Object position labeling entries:

※

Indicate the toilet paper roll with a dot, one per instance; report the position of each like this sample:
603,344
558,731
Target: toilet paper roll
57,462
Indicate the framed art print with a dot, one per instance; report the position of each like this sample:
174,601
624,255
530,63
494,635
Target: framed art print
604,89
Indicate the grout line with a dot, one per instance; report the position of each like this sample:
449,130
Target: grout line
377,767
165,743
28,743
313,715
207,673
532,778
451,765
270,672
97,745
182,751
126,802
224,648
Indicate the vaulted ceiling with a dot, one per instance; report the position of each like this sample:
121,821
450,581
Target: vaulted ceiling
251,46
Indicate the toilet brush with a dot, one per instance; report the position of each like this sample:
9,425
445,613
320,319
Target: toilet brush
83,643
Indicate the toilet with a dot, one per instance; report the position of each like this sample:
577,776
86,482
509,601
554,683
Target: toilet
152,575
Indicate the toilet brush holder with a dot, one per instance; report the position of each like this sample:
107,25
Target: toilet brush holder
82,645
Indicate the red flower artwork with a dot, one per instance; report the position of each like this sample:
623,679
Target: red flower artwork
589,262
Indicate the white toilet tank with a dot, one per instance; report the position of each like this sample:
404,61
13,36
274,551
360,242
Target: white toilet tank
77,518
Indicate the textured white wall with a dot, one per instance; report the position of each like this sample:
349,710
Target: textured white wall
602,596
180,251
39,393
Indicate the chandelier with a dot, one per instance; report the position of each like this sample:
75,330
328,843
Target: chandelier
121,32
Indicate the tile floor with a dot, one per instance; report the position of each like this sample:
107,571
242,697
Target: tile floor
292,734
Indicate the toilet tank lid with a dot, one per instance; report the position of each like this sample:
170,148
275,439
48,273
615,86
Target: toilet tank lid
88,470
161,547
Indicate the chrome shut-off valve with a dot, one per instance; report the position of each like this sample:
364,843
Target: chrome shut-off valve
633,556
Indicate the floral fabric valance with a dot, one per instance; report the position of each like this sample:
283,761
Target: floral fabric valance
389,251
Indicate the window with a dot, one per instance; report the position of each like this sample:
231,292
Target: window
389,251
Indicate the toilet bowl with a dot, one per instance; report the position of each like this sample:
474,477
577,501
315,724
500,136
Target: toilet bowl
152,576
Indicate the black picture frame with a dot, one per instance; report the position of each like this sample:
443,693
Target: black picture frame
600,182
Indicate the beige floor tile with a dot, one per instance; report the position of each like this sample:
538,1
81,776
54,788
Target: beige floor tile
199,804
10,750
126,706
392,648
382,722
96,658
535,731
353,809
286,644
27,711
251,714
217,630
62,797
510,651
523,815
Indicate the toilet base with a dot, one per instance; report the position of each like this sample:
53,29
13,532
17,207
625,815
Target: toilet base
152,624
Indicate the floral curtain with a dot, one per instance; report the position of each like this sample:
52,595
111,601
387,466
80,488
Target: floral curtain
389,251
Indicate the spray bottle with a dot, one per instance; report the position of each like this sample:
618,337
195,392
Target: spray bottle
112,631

※

Problem to work on: Extract all of the data above and output it character for character.

Worked solution:
Indicate the toilet paper roll with a dot, one per instance; report the position of each like this sample:
603,344
558,731
Target: toilet paper roll
57,462
Indicate the framed art print with a dot, one per instance; report the position of each like this sample:
174,601
624,255
530,63
494,635
Target: framed art print
604,89
Indicate the grout line with a dot, one per instance; report the position of each like this sample:
449,130
Target: grout line
377,767
165,743
28,743
313,715
207,673
532,778
451,765
270,672
97,745
182,751
126,802
224,648
Indicate the vaulted ceiling with a dot, one per instance; report the position of each like this sample:
121,821
450,581
Target: vaulted ceiling
251,46
Indicate the toilet brush with a dot, one per instance; report the position of each like this sample:
9,425
445,613
320,319
Target: toilet brush
83,643
Indicate the toilet with a dot, one per instance; report the position of each like this sample:
577,776
86,482
509,601
554,683
Target: toilet
152,575
Indicate the toilet brush holder with a dot, one per instance; report the position of each like this sample:
107,25
Target: toilet brush holder
82,645
Indicate the red flower artwork with a dot, one per instance; report the position of each like this sample:
623,679
Target: red flower artwork
589,262
Indicate the white toilet tank with a dot, one per instance; report the position of each like this sample:
404,61
13,36
274,551
360,242
Target: white toilet tank
77,518
Indicate the textured white wall with a dot, one per instance; report the position of each like this sample:
349,710
Target: textured white wall
602,596
180,251
39,393
Indicate the chandelier with a dot, one per instance; report the position of each like this sample:
75,330
328,843
Target: chandelier
121,32
Indicate the tile floor with a dot, one per instance; report the position of each like this sample:
107,571
242,697
Target: tile floor
292,734
Indicate the toilet tank lid with a dot, one per instance; report the position of each like this sample:
170,148
275,439
48,273
615,86
Target: toilet tank lid
88,470
161,547
Indicate the chrome shut-off valve with a dot, one per instance; report the position of each like this sample:
364,843
Target: chrome shut-off valve
633,556
Indicate the floral fabric valance with a dot, one per instance; report the position of each like this sample:
283,761
Target: floral fabric valance
389,251
Indicate the window with a dot, one per instance; report the position of each like this sample:
231,292
Target: window
389,251
Indicate the toilet bowl with a dot, one per instance; report the position of each like this sample:
474,477
577,501
315,724
500,136
Target: toilet bowl
152,576
Indicate the black picture frame with a dot, one per instance; report the position of each like this sample:
443,693
Target: black picture frame
600,182
Indicate the beige floor tile with a dot, one per instance; report the position of each like this sample:
538,1
81,776
54,788
Target: beige floor tile
199,804
10,750
126,706
392,648
382,722
96,658
535,731
353,809
286,644
27,711
251,714
217,630
62,797
510,651
523,815
Indicate the toilet base with a dot, one per instance; report the position of each like this sample:
53,29
13,532
17,207
625,815
Target: toilet base
152,624
Indicate the floral curtain with a dot, one per instance; report the position of each like this sample:
52,595
111,601
387,466
80,488
Target: floral curtain
389,251
Indicate the spray bottle with a dot, one per instance; report the position of each like this sample:
618,337
195,392
Target: spray bottle
112,631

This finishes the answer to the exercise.